**WORK TO BE COMPLETED:** In the listing below, rewrite everything from the line with "Security feed analysis: the operator needs to locate bare" through the end of the listing, swapping "bare forearm" for "bare hand" and leaving all else unchanged.

Saved data entries

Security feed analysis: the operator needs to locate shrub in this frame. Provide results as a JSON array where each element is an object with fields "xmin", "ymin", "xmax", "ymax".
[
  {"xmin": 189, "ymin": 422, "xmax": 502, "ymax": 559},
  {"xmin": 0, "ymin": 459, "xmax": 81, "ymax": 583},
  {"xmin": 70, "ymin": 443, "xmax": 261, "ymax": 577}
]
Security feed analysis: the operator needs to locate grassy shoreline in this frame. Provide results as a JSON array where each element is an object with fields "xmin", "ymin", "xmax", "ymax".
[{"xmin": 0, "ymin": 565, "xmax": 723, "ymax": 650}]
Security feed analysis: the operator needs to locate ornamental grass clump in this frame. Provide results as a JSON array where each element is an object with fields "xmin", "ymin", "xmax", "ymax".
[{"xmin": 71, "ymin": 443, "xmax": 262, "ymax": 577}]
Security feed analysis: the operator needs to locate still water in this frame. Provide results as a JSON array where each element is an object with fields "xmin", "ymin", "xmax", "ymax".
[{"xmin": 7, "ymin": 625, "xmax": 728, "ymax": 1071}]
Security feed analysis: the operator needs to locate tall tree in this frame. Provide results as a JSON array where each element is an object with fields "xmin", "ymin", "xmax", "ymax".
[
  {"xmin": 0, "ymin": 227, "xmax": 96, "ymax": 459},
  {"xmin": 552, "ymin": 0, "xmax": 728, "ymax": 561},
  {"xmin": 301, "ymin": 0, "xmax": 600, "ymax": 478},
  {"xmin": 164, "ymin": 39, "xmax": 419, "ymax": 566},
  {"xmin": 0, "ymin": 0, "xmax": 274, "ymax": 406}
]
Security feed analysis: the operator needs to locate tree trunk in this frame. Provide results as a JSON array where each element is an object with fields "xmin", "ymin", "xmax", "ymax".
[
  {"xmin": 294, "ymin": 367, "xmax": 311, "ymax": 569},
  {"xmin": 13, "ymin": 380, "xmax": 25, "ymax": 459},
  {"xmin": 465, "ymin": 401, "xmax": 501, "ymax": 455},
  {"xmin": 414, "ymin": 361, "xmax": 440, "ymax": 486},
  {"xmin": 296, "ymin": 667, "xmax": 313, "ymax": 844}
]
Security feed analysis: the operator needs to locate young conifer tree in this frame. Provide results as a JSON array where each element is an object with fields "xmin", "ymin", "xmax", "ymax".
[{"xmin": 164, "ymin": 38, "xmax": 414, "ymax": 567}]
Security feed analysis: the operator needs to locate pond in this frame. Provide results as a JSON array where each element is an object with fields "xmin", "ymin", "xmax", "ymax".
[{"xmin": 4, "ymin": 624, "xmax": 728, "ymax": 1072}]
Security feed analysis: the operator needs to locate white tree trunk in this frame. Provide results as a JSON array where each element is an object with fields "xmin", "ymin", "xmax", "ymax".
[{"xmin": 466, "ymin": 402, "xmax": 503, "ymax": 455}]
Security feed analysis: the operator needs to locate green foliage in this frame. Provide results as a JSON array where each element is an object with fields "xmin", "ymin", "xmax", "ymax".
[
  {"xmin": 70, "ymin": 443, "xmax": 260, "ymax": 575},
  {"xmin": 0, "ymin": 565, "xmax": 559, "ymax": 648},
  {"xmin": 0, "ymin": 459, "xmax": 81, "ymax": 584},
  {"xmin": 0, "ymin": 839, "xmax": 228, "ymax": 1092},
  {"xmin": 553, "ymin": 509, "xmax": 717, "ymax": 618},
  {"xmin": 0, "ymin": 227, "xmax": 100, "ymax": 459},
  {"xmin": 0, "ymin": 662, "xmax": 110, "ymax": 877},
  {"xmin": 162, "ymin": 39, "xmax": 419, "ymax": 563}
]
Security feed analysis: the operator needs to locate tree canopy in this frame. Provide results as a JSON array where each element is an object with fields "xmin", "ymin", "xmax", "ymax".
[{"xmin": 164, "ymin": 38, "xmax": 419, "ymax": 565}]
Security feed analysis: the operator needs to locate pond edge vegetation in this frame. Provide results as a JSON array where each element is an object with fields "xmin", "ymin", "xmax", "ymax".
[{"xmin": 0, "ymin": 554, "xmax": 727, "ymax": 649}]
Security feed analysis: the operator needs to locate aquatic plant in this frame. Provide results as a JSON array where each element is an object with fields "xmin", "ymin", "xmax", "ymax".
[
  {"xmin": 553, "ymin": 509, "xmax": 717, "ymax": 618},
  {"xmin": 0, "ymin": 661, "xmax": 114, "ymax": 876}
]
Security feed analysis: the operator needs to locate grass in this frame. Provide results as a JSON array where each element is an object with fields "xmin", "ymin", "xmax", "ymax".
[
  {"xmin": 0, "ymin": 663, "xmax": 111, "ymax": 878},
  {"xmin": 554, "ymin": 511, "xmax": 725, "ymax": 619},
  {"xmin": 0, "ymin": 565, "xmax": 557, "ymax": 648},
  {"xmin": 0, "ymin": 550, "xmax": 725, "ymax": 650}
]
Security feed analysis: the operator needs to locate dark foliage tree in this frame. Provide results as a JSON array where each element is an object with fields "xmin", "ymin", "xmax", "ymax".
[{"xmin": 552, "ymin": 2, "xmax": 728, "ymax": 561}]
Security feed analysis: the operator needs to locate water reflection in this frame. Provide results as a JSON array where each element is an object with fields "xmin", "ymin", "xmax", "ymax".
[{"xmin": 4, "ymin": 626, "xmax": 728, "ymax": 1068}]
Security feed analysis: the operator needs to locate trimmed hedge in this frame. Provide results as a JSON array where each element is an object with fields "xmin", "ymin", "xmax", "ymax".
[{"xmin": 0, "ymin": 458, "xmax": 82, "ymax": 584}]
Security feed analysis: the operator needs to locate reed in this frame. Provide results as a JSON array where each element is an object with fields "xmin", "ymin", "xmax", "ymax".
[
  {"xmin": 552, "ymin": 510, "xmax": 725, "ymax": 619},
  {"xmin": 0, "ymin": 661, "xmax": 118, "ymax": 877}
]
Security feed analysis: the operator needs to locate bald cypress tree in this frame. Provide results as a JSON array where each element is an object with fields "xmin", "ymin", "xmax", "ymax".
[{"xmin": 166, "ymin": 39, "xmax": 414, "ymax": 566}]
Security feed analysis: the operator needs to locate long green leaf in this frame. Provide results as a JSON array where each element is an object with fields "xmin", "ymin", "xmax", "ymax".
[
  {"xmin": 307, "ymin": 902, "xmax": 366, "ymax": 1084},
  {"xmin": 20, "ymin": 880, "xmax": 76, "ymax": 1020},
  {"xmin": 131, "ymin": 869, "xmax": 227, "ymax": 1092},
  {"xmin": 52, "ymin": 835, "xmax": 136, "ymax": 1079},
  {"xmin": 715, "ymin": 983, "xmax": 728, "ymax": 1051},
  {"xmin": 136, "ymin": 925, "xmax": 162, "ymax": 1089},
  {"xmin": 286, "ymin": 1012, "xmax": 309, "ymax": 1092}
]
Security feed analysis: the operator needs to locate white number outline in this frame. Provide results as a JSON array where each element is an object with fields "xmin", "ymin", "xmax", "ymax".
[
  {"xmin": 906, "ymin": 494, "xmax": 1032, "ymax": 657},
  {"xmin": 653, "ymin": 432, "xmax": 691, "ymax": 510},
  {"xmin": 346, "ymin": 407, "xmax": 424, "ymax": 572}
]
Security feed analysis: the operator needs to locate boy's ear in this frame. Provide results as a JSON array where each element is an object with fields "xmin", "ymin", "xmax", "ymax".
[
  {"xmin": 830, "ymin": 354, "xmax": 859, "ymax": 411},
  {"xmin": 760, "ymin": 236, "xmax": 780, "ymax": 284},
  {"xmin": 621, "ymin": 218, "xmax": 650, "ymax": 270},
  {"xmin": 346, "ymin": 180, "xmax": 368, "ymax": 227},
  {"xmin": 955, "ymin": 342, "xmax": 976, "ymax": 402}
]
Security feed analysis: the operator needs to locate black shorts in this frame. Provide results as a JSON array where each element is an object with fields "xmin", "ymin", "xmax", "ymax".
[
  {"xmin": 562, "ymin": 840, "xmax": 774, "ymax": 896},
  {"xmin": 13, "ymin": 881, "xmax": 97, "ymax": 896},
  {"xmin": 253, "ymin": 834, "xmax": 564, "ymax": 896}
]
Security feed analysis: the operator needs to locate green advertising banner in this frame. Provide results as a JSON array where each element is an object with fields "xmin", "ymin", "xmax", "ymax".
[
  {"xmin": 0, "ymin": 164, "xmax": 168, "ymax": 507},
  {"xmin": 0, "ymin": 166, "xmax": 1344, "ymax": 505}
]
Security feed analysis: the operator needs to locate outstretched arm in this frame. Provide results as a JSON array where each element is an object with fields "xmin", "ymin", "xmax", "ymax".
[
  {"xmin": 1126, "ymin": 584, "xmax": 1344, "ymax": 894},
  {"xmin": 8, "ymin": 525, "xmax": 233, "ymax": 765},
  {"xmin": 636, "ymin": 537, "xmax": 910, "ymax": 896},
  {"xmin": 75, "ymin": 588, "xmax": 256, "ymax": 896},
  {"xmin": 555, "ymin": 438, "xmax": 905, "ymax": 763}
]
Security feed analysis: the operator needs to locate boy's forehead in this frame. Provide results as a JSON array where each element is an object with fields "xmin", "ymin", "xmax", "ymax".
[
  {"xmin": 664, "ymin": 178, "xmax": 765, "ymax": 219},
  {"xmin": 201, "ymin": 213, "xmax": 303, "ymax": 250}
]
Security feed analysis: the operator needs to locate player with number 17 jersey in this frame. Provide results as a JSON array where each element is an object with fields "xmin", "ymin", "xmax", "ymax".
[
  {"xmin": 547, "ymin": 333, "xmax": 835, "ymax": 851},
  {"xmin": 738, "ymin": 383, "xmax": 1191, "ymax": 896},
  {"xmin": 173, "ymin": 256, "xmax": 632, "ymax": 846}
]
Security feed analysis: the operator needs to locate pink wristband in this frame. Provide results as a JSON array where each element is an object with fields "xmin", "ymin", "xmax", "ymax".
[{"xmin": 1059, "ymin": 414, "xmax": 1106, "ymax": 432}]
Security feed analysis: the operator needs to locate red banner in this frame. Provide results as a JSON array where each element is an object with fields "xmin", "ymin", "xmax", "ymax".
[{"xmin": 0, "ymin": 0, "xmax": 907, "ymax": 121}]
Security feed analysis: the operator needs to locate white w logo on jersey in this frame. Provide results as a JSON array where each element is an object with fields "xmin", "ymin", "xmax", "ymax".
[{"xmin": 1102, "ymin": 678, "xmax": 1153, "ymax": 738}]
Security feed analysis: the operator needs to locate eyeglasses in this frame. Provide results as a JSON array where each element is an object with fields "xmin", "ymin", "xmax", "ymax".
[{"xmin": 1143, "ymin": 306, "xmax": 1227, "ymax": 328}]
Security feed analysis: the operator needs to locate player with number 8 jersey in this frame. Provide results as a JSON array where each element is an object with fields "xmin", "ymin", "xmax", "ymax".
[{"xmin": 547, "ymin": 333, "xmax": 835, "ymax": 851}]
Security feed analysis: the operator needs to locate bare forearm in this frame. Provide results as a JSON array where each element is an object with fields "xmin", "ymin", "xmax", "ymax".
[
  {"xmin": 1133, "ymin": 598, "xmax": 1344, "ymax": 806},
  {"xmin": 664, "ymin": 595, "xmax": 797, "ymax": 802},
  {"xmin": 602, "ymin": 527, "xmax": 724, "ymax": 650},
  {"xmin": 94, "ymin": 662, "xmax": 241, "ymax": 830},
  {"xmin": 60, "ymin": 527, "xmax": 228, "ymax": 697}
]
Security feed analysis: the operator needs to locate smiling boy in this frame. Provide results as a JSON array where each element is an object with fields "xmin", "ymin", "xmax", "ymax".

**RESPONSE:**
Security feed analysis: the operator needs to locate bare hand in this frame. Provide results as a JSON array where each element is an object with fields "xmin", "ymin", "xmax", "ymax".
[
  {"xmin": 1133, "ymin": 598, "xmax": 1344, "ymax": 806},
  {"xmin": 664, "ymin": 595, "xmax": 797, "ymax": 802},
  {"xmin": 602, "ymin": 527, "xmax": 724, "ymax": 650},
  {"xmin": 94, "ymin": 662, "xmax": 241, "ymax": 830},
  {"xmin": 60, "ymin": 527, "xmax": 228, "ymax": 697}
]
Security feed analysis: the operator needs to locate smiling boy in this frame. Provide results as a JSON array where each element is an object with fields "xmin", "ymin", "xmax", "ymax".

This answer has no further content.